╭─ Passage shown

But this was not to be so. The Amerindians of Mexico and the Yucatan, whose cities were so beautiful that they were awe-inspiring, were far ahead of Europe's greatest cities in terms of cleanliness, waste removal and clean water, and whose music, visual and poetic arts astounded the invading Europeans was "in the span of one generation ... reduced to dust, to ashes." How could this possibly happen? "The Conquest was not just a handful of men taking over ... seizing the lands, the food reserves, the roads, the political organizations, the work force of the men and the genetic reserve of the women. It was the implementation of a project, conceived at the very beginning of the Renaissance, which aimed to dominate the entire world. Nothing that reflected the past and the glory of he indigenous nations was to survive: the religion, legends, customs, familial or tribal organizations, the arts, the language, and even the history - all was to disappear in order to leave room for the new mold Europe planned to impose upon them" (page 176). "All means, especially violence, were used to carry out the program of the destruction of the indigenous societies: these means formed the set of rules which were to govern the American colonies until Independence" (page 177).
The bulk of Le Clézio's wonderful book is an exploration of the rich cultural heritage of these people as it was preserved by Mendieta, Bartolomé de Las Casas, Fray Bernardino de Sahagun, Fernando de Alva Ixtilxóchitl, and those Amerindian sources, such as the Mayan Popol Vuh that were not destroyed.
Some books just never let loose of my mind and imagination, and this is one of them. The author, J. M. G. Le Clézio, born in Nice, France in 1940, received the Nobel Prize for Literature in 2008.

╰─
╭─ Supplied information

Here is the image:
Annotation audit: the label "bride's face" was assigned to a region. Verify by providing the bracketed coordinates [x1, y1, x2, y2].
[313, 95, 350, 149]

╰─

**What needs to be done**
In the review of Le Clézio's book, what award did the author receive in 2008?

**Answer to this exercise**
The Nobel Prize for Literature.